Point placement records:
--- begin ---

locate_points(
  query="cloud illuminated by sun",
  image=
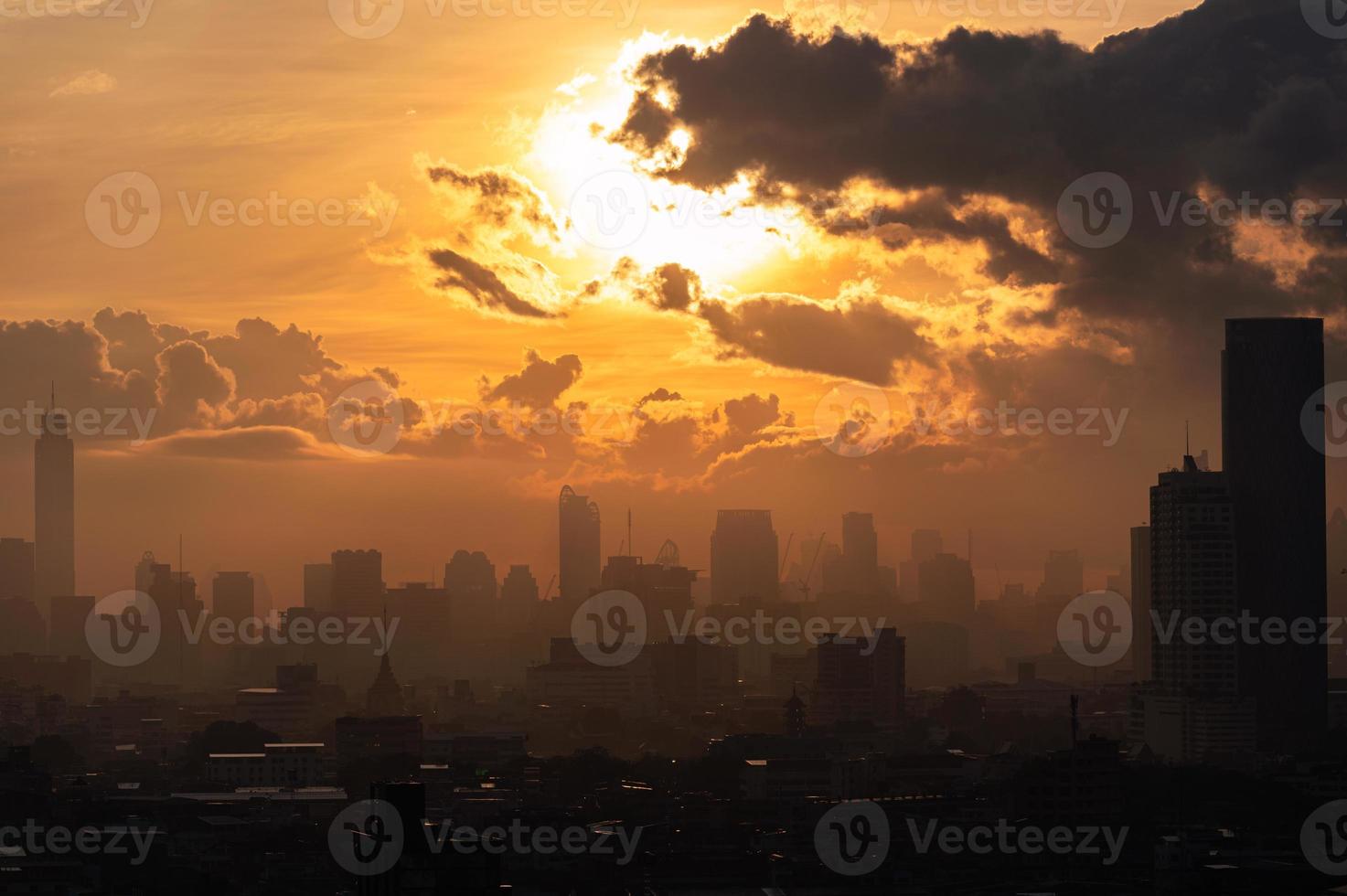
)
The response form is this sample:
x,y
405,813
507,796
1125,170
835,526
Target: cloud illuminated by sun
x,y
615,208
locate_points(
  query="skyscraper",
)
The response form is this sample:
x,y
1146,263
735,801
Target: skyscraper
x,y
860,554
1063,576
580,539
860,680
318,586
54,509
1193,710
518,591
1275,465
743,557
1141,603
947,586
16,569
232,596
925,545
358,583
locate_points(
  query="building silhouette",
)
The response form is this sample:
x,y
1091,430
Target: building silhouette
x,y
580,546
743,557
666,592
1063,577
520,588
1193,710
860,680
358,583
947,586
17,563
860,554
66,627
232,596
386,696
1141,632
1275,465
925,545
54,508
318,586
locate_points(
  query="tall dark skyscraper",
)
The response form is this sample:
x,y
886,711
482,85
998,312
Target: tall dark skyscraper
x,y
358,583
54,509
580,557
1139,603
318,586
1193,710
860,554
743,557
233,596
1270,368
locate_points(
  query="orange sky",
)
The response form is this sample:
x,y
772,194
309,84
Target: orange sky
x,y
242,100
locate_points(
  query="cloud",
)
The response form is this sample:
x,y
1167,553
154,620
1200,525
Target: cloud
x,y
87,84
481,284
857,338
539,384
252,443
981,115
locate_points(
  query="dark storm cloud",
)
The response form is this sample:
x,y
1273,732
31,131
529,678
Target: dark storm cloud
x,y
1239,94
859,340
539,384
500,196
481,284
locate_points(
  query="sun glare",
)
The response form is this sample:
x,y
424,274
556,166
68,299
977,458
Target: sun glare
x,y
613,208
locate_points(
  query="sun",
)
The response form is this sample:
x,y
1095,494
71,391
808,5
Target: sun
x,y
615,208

--- end ---
--- begin ---

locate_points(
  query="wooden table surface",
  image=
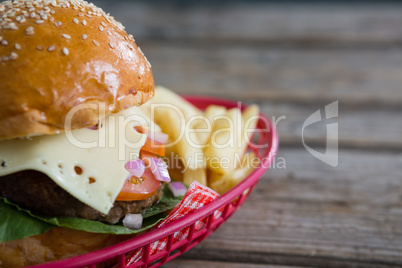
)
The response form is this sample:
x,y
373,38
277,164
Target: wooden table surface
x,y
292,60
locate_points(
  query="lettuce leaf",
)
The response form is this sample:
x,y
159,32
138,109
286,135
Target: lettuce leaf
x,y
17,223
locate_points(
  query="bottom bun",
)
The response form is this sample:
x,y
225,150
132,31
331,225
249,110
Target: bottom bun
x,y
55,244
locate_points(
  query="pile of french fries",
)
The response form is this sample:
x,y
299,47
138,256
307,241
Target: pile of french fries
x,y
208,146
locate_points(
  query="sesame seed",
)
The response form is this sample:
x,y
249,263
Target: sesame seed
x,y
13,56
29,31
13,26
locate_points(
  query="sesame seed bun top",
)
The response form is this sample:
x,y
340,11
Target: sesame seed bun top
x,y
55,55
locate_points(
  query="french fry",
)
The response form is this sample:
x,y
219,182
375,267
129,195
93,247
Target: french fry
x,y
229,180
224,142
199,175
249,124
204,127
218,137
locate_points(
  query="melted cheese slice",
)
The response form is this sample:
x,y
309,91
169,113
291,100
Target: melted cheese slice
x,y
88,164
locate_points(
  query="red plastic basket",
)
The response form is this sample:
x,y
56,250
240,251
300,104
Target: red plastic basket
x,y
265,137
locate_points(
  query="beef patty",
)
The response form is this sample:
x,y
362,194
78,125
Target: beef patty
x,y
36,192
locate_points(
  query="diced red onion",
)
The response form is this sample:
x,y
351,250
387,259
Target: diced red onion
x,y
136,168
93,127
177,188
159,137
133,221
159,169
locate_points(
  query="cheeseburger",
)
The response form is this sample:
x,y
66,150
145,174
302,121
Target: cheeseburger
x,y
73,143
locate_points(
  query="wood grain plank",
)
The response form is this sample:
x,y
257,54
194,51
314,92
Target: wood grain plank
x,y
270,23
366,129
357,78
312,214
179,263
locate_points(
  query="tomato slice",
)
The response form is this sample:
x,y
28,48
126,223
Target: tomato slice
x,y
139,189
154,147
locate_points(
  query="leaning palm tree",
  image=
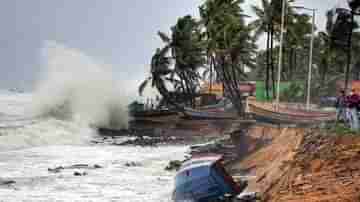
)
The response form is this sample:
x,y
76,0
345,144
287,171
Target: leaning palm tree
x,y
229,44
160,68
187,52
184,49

--- end ---
--- begin ---

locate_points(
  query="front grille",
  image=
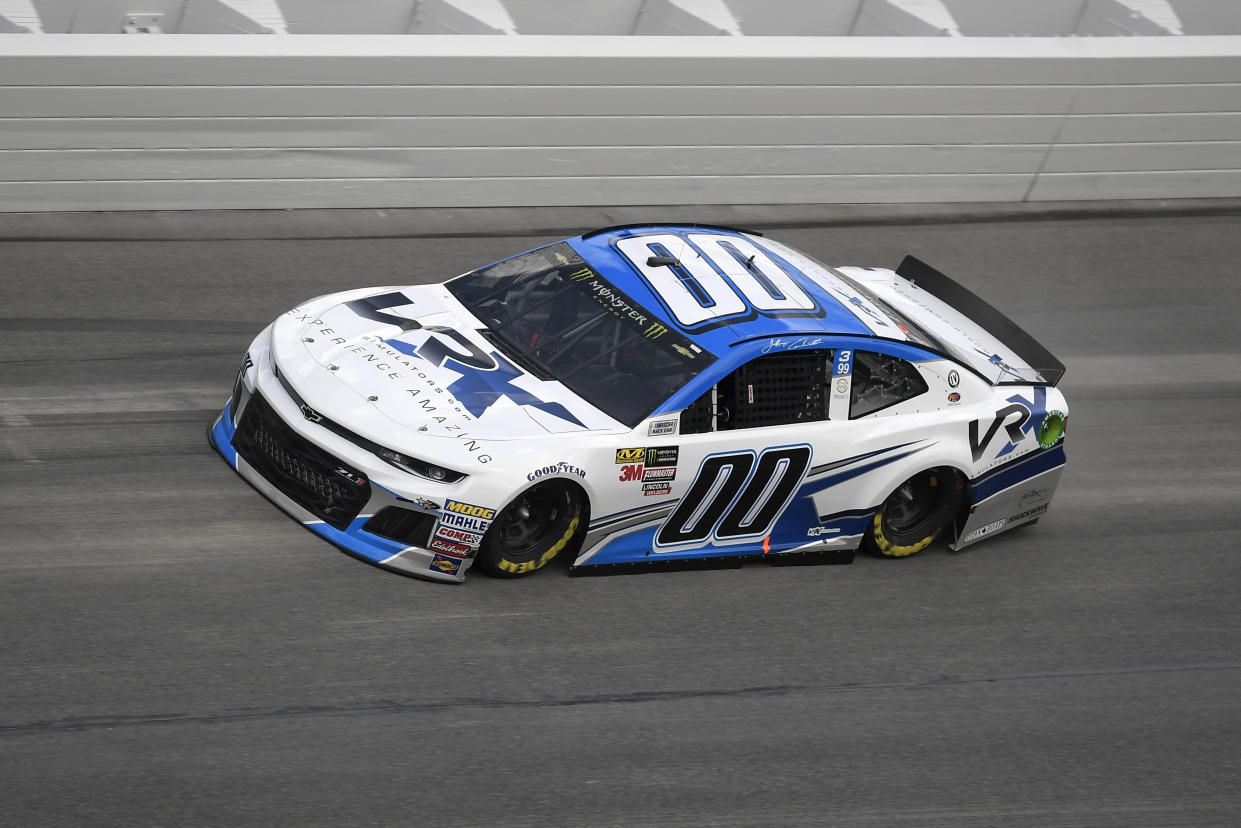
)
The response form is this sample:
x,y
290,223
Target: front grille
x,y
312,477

--- end ---

**STATED PROBLEM**
Pull out every line of the entries that contains the string "grille", treating case as significant.

**EXERCISE OUTPUT**
  query="front grille",
Target: front grille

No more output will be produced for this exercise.